◆ **Record set**
^^^^
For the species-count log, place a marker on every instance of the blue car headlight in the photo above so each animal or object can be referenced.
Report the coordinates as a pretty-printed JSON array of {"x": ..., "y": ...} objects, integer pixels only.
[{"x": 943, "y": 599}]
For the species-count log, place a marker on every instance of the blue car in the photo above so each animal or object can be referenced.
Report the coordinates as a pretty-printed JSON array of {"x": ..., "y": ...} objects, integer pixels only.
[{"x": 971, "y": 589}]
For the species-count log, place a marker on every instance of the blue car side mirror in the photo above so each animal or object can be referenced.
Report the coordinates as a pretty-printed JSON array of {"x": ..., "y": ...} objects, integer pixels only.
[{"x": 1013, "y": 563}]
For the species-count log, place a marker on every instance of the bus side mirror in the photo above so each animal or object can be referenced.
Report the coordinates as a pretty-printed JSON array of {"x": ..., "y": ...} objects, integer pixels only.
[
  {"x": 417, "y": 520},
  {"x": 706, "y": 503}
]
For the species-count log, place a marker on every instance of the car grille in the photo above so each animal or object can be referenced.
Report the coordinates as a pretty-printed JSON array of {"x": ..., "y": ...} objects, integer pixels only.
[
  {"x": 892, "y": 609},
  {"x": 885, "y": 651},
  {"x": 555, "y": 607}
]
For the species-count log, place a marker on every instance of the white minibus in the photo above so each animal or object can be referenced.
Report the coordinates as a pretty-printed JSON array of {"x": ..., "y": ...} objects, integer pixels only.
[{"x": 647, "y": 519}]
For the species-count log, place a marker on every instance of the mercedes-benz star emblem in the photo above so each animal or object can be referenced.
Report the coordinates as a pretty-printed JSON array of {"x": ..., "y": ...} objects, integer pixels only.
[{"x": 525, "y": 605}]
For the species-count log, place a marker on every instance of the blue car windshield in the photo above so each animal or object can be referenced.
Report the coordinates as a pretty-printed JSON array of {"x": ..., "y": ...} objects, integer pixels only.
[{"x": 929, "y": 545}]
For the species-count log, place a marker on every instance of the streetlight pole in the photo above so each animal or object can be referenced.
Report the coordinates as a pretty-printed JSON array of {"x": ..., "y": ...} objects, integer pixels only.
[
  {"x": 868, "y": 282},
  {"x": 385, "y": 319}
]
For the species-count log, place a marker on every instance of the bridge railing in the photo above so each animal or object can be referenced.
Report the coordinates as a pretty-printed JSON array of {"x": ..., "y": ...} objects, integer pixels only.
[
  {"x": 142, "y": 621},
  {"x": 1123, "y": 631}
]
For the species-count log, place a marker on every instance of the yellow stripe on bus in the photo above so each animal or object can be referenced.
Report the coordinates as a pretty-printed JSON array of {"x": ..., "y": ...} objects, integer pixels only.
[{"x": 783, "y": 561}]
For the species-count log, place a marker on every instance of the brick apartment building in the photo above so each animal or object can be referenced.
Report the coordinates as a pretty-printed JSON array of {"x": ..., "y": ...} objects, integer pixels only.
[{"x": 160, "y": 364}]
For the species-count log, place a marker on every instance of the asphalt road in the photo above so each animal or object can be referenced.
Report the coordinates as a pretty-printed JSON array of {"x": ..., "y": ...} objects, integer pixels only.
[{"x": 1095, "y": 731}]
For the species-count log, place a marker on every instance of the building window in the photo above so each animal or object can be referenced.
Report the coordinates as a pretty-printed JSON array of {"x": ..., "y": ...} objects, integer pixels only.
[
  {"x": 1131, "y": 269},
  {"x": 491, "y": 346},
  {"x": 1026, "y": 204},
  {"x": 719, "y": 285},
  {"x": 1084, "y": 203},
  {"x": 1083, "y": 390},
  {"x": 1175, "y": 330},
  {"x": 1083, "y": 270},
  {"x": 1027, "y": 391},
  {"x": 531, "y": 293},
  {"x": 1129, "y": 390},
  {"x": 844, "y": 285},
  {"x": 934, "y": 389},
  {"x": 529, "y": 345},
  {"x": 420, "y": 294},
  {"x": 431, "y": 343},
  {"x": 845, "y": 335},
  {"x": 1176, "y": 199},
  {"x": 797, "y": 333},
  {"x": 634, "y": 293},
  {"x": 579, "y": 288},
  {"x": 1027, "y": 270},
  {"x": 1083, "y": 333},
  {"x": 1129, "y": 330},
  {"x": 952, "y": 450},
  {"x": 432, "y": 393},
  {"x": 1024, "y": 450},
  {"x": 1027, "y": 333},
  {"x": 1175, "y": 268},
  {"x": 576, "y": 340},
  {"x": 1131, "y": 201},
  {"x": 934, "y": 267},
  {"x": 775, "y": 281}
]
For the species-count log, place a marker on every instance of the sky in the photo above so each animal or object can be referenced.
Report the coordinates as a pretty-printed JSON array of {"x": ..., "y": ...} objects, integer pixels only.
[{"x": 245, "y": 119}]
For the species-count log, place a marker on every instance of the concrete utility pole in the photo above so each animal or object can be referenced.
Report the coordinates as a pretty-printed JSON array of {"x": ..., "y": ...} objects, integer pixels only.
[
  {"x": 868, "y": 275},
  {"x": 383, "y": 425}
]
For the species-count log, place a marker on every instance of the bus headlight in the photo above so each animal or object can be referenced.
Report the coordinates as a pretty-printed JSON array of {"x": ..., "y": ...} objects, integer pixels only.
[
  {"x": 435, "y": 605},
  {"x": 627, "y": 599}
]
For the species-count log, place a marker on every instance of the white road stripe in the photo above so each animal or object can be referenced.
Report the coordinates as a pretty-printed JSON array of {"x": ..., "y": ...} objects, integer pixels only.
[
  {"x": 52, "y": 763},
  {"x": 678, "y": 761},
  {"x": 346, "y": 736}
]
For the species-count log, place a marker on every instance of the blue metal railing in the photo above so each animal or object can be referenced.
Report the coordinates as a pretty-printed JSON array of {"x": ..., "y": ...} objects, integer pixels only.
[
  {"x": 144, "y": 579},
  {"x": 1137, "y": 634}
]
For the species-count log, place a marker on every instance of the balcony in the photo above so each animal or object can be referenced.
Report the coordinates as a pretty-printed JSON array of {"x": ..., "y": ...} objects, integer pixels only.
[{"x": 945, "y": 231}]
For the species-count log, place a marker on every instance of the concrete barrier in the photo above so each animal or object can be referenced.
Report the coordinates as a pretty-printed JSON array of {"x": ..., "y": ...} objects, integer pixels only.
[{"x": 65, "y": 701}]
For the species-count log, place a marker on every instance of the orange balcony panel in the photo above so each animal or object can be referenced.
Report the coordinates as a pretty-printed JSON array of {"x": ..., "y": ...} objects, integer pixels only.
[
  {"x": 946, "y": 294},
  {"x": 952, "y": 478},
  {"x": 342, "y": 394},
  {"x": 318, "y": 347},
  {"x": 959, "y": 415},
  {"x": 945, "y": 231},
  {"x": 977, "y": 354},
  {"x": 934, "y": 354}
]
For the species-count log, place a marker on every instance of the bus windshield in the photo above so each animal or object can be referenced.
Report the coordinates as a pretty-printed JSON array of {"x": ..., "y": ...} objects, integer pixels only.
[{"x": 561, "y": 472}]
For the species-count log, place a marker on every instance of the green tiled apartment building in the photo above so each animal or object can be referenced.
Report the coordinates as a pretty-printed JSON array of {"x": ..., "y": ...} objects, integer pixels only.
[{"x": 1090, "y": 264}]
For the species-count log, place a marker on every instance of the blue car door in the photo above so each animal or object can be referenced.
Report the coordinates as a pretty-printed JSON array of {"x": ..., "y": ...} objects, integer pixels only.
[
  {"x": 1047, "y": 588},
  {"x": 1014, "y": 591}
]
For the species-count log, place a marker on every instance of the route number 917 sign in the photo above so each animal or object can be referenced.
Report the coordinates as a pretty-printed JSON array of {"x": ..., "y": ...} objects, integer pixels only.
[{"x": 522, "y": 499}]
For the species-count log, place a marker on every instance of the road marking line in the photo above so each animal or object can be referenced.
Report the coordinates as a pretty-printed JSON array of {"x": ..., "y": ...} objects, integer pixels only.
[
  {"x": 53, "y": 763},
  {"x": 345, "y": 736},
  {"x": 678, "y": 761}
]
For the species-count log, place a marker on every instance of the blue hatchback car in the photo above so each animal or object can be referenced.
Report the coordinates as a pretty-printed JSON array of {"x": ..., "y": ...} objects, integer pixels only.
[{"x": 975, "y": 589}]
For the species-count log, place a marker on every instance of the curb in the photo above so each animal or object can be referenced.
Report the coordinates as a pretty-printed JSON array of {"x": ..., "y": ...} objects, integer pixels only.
^^^^
◆ **The task**
Through the last line of the entries above, beginning at the line containing "of the route", transcribe each line exactly, both ends included and nothing more.

◆ **Response to the task**
For the species-count log, place a marker on every instance of the route number 917 sign in the photo above so each animal or object can be referenced.
Report the coordinates as a pretty-printed JSON array of {"x": ..., "y": ...} objects, integer pixels only.
[{"x": 522, "y": 499}]
For the species-count log, place a marker on every instance of the road marking line in the photo above so each animal or object can be referenced.
Report the coordinates as a pretty-printed JSON array of {"x": ..., "y": ...} objects, integer pixels only.
[
  {"x": 53, "y": 763},
  {"x": 345, "y": 736},
  {"x": 678, "y": 761}
]
For the species-count log, place a marker on every instance of the blue hatchback car in the photo above so each animal or object can be referenced.
Report the coordinates as a pretty-printed JSON array of {"x": ..., "y": ...} objects, integer pixels only.
[{"x": 975, "y": 589}]
For the species-count log, place a marker on every instance of the curb in the photo above so each animal or object can be referenced.
Report the coordinates as a pretty-printed JSON array of {"x": ..., "y": ...} objects, integer pixels only.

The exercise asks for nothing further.